### SOURCE DATA
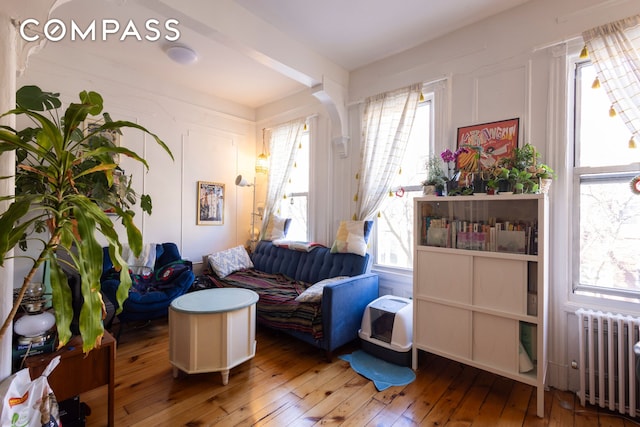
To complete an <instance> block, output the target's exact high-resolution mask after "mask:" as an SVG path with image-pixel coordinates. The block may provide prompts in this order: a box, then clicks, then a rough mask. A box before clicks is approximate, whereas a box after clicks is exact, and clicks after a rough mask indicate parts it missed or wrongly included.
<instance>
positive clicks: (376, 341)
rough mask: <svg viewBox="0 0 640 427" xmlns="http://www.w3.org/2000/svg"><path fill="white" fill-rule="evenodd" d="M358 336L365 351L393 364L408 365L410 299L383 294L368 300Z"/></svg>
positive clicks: (411, 334)
mask: <svg viewBox="0 0 640 427" xmlns="http://www.w3.org/2000/svg"><path fill="white" fill-rule="evenodd" d="M358 336H359V337H360V340H361V343H362V349H363V350H364V351H366V352H367V353H369V354H372V355H373V356H375V357H378V358H380V359H383V360H386V361H387V362H390V363H394V364H396V365H402V366H411V345H412V341H411V340H412V337H413V301H412V300H410V299H408V298H402V297H397V296H393V295H384V296H381V297H380V298H378V299H376V300H375V301H373V302H371V303H369V305H367V307H366V308H365V311H364V315H363V316H362V325H361V329H360V331H358Z"/></svg>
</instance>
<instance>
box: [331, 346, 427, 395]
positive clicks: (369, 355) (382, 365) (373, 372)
mask: <svg viewBox="0 0 640 427" xmlns="http://www.w3.org/2000/svg"><path fill="white" fill-rule="evenodd" d="M339 358H340V359H342V360H346V361H347V362H349V363H350V364H351V368H352V369H353V370H354V371H356V372H357V373H359V374H360V375H362V376H364V377H366V378H368V379H370V380H371V381H373V383H374V384H375V386H376V389H378V391H382V390H386V389H387V388H389V387H391V386H401V385H407V384H409V383H411V382H412V381H413V380H415V379H416V374H415V372H413V370H411V368H407V367H405V366H399V365H394V364H393V363H389V362H387V361H384V360H382V359H378V358H377V357H374V356H372V355H370V354H369V353H367V352H365V351H363V350H357V351H354V352H353V353H351V354H344V355H342V356H339Z"/></svg>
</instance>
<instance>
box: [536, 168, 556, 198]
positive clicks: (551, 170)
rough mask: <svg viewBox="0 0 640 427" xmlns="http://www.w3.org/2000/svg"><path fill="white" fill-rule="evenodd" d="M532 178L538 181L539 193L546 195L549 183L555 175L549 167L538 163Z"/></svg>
mask: <svg viewBox="0 0 640 427" xmlns="http://www.w3.org/2000/svg"><path fill="white" fill-rule="evenodd" d="M534 176H535V177H536V178H538V180H539V187H540V188H539V190H540V192H541V193H547V192H548V191H549V187H551V182H553V180H554V179H555V177H556V173H555V171H554V170H553V169H551V167H550V166H549V165H547V164H544V163H538V164H537V165H536V167H535V170H534Z"/></svg>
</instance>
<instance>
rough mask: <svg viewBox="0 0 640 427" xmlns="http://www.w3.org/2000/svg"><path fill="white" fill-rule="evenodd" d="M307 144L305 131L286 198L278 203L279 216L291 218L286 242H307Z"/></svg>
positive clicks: (307, 147) (307, 134)
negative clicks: (290, 240) (295, 241)
mask: <svg viewBox="0 0 640 427" xmlns="http://www.w3.org/2000/svg"><path fill="white" fill-rule="evenodd" d="M309 144H310V137H309V131H308V130H305V131H304V132H303V134H302V141H301V142H300V146H299V147H298V149H297V151H296V159H295V164H294V167H293V170H292V171H291V177H290V178H289V182H288V183H287V187H286V188H287V190H286V193H285V196H286V198H284V199H283V200H281V201H280V213H279V215H280V216H282V217H283V218H291V223H290V225H289V230H288V232H287V239H288V240H299V241H308V240H309V170H310V169H309V153H310V150H309Z"/></svg>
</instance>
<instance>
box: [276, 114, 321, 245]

### ABOUT THIS TASK
In the copy, omit the pictures and give every line of the data exactly.

### THE ANSWER
To complete an <instance> block, output the target's exact high-resolution mask after "mask:" as an SVG path with image-pixel coordinates. The block may provide prompts in this order: a box, then clicks, then a rough mask. A box before clicks is approximate, whereas a box after clicks is exact, and clicks after a rough mask indicate parts it missed or wrongly included.
<instance>
positive clicks: (376, 341)
rough mask: <svg viewBox="0 0 640 427" xmlns="http://www.w3.org/2000/svg"><path fill="white" fill-rule="evenodd" d="M358 336L365 351L393 364L408 365L410 299L383 294L368 300Z"/></svg>
positive clicks: (411, 334)
mask: <svg viewBox="0 0 640 427" xmlns="http://www.w3.org/2000/svg"><path fill="white" fill-rule="evenodd" d="M358 336H359V337H360V340H361V343H362V349H363V350H364V351H366V352H367V353H369V354H372V355H373V356H375V357H378V358H380V359H383V360H386V361H387V362H390V363H394V364H396V365H402V366H411V345H412V341H411V340H412V337H413V301H412V300H410V299H408V298H402V297H397V296H393V295H384V296H381V297H380V298H378V299H376V300H375V301H373V302H371V303H369V305H367V307H366V308H365V311H364V315H363V316H362V325H361V329H360V331H358Z"/></svg>
</instance>
<instance>
box: [331, 346, 427, 395]
positive clicks: (369, 355) (382, 365) (373, 372)
mask: <svg viewBox="0 0 640 427" xmlns="http://www.w3.org/2000/svg"><path fill="white" fill-rule="evenodd" d="M339 358H340V359H342V360H346V361H347V362H349V363H350V364H351V368H352V369H353V370H354V371H356V372H357V373H359V374H360V375H362V376H364V377H366V378H368V379H370V380H371V381H373V383H374V384H375V386H376V389H378V391H382V390H386V389H387V388H389V387H391V386H401V385H407V384H409V383H411V382H412V381H413V380H415V379H416V374H415V372H413V370H411V368H407V367H405V366H399V365H394V364H393V363H389V362H387V361H384V360H382V359H378V358H377V357H374V356H372V355H370V354H369V353H367V352H365V351H363V350H357V351H354V352H353V353H351V354H344V355H342V356H339Z"/></svg>
</instance>
<instance>
box: [536, 168, 556, 198]
positive clicks: (551, 170)
rough mask: <svg viewBox="0 0 640 427" xmlns="http://www.w3.org/2000/svg"><path fill="white" fill-rule="evenodd" d="M532 178L538 181L539 193L546 195L549 183L555 175L549 167L538 163Z"/></svg>
mask: <svg viewBox="0 0 640 427" xmlns="http://www.w3.org/2000/svg"><path fill="white" fill-rule="evenodd" d="M534 176H535V177H536V178H538V180H539V187H540V188H539V190H540V192H541V193H547V192H548V191H549V187H551V182H553V180H554V179H555V177H556V173H555V171H554V170H553V169H551V167H550V166H549V165H547V164H544V163H538V164H537V165H536V167H535V170H534Z"/></svg>
</instance>
<instance>
rough mask: <svg viewBox="0 0 640 427" xmlns="http://www.w3.org/2000/svg"><path fill="white" fill-rule="evenodd" d="M307 144L305 131L286 198L278 203L279 216L291 218L286 242H307Z"/></svg>
positive clicks: (307, 147) (307, 134)
negative clicks: (290, 240) (295, 241)
mask: <svg viewBox="0 0 640 427" xmlns="http://www.w3.org/2000/svg"><path fill="white" fill-rule="evenodd" d="M309 144H310V137H309V131H308V130H305V131H304V132H303V134H302V141H301V142H300V146H299V147H298V149H297V151H296V159H295V164H294V167H293V170H292V171H291V177H290V178H289V182H288V183H287V187H286V188H287V190H286V193H285V196H286V198H284V199H283V200H281V201H280V213H279V215H280V216H282V217H283V218H291V223H290V225H289V230H288V232H287V239H288V240H299V241H308V240H309V170H310V169H309V153H310V150H309Z"/></svg>
</instance>
<instance>
box: [276, 114, 321, 245]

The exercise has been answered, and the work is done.